What to produce => Set out every line of the material below as a JSON list of strings, one string per line. Skip blank lines and leave out the pictures.
Start of Data provided
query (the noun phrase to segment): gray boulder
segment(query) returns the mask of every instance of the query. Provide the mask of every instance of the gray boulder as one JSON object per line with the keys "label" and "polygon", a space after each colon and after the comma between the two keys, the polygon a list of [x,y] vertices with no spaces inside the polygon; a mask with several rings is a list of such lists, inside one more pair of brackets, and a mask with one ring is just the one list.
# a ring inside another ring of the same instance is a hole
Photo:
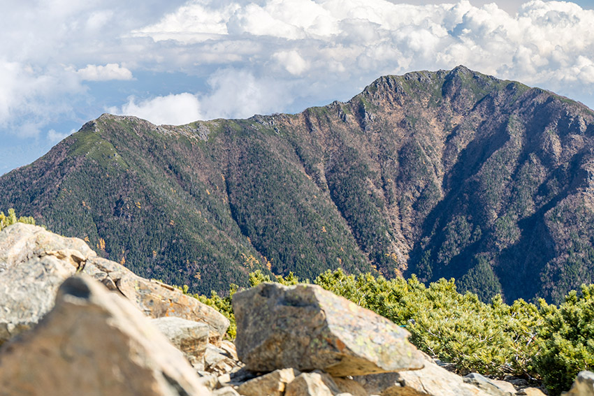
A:
{"label": "gray boulder", "polygon": [[178,349],[184,353],[192,365],[201,363],[208,344],[208,325],[175,316],[151,320],[152,324]]}
{"label": "gray boulder", "polygon": [[263,284],[233,296],[246,368],[323,369],[335,376],[421,369],[408,332],[315,285]]}
{"label": "gray boulder", "polygon": [[563,396],[594,396],[594,373],[580,372],[572,388],[569,392],[563,392]]}
{"label": "gray boulder", "polygon": [[368,394],[381,396],[493,396],[428,360],[420,370],[356,376],[354,379]]}
{"label": "gray boulder", "polygon": [[0,344],[34,325],[64,281],[95,252],[82,240],[17,223],[0,232]]}
{"label": "gray boulder", "polygon": [[38,322],[53,307],[59,285],[77,272],[124,295],[148,316],[207,324],[215,344],[220,343],[229,327],[229,320],[213,308],[97,257],[82,240],[17,223],[0,232],[0,344]]}
{"label": "gray boulder", "polygon": [[208,396],[195,371],[129,301],[86,276],[0,349],[0,394]]}

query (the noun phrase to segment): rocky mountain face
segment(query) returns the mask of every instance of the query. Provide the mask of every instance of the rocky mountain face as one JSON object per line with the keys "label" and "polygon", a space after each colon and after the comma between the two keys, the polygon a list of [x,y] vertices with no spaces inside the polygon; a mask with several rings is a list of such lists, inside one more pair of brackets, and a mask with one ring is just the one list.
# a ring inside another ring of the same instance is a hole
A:
{"label": "rocky mountain face", "polygon": [[[235,343],[222,339],[222,315],[188,298],[97,258],[81,240],[8,227],[0,232],[0,326],[10,330],[0,395],[543,395],[449,372],[406,330],[317,286],[236,293]],[[581,373],[570,395],[594,395],[593,376]]]}
{"label": "rocky mountain face", "polygon": [[0,207],[194,291],[342,267],[559,301],[594,282],[593,135],[586,107],[459,66],[297,115],[104,115],[0,178]]}

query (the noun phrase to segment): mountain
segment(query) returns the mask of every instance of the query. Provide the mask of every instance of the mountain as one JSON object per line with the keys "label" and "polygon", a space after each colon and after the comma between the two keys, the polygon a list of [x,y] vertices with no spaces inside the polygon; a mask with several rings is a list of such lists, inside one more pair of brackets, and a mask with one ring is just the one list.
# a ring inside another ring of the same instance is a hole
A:
{"label": "mountain", "polygon": [[594,282],[593,188],[592,110],[458,66],[296,115],[103,115],[0,177],[0,207],[194,291],[342,267],[559,301]]}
End of Data provided
Finished answer =>
[
  "query (the noun phrase to segment): gray boulder",
  "segment(query) returns the mask of every instance of the query. Provide the mask of every instance of the gray boulder as one JSON object per line with the keys \"label\" and \"polygon\", a space after each colon and after the comma between the two keys, the polygon a list of [x,y] vertices with no spaces inside the polygon; a mask with several rings is a list of such lists, inside one more pair of brackets, and a mask with one ring is just the one list.",
  "# a ring inside another ring of the same instance is a hole",
  "Photo:",
  "A:",
  "{\"label\": \"gray boulder\", \"polygon\": [[178,349],[184,353],[192,365],[201,363],[208,344],[208,325],[175,316],[151,320],[152,324]]}",
  "{\"label\": \"gray boulder\", \"polygon\": [[263,284],[233,296],[246,368],[323,369],[335,376],[421,369],[408,332],[315,285]]}",
  "{\"label\": \"gray boulder\", \"polygon\": [[563,396],[594,396],[594,373],[580,372],[572,388],[569,392],[563,392]]}",
  "{\"label\": \"gray boulder\", \"polygon\": [[368,394],[381,396],[493,396],[428,360],[420,370],[356,376],[354,379]]}",
  "{\"label\": \"gray boulder\", \"polygon\": [[0,344],[34,325],[64,281],[95,252],[82,240],[17,223],[0,232]]}",
  "{\"label\": \"gray boulder\", \"polygon\": [[38,322],[53,307],[59,285],[77,272],[124,295],[148,316],[207,324],[215,344],[220,343],[229,327],[229,320],[213,308],[97,257],[82,240],[17,223],[0,232],[0,344]]}",
  "{\"label\": \"gray boulder\", \"polygon\": [[208,396],[195,371],[129,301],[86,276],[0,349],[0,394]]}",
  "query (the noun phrase to segment): rocky mountain face",
  "segment(query) returns the mask of every instance of the query. Provide the mask of every instance of the rocky mountain face as one JSON object per line with the keys \"label\" and \"polygon\", a space after each colon and after the comma between the two keys, the polygon a list of [x,y] vertices with no spaces inside the polygon; a mask with several rings is a list of such lists, inside one more pair of brackets, and a mask with one ring is just the one list.",
  "# a ring inside another ring of the same instance is a hole",
  "A:",
  "{\"label\": \"rocky mountain face\", \"polygon\": [[[235,343],[222,339],[222,315],[188,298],[97,258],[81,240],[8,227],[0,232],[0,326],[10,330],[0,395],[543,395],[449,372],[406,330],[317,286],[236,293]],[[581,373],[570,395],[594,395],[593,376]]]}",
  "{\"label\": \"rocky mountain face\", \"polygon\": [[0,207],[194,291],[342,267],[559,301],[594,282],[593,135],[586,107],[459,66],[297,115],[104,115],[0,178]]}",
  "query (the noun phrase to segment): mountain",
  "segment(query) returns the mask of every instance of the query. Provide the mask of every instance of the mountain as one JSON object per line with the keys \"label\" and \"polygon\", a space after each colon and after the comma between the two keys, the polygon a list of [x,y] vertices with no spaces inside the polygon; a mask with several rings is a list of such lists, inside one more pair of brackets, and a mask with one ring is just the one list.",
  "# a ring inside another ring of the same instance is a hole",
  "A:",
  "{\"label\": \"mountain\", \"polygon\": [[594,282],[593,188],[592,110],[458,66],[296,115],[103,115],[0,177],[0,207],[194,291],[342,267],[559,301]]}"
]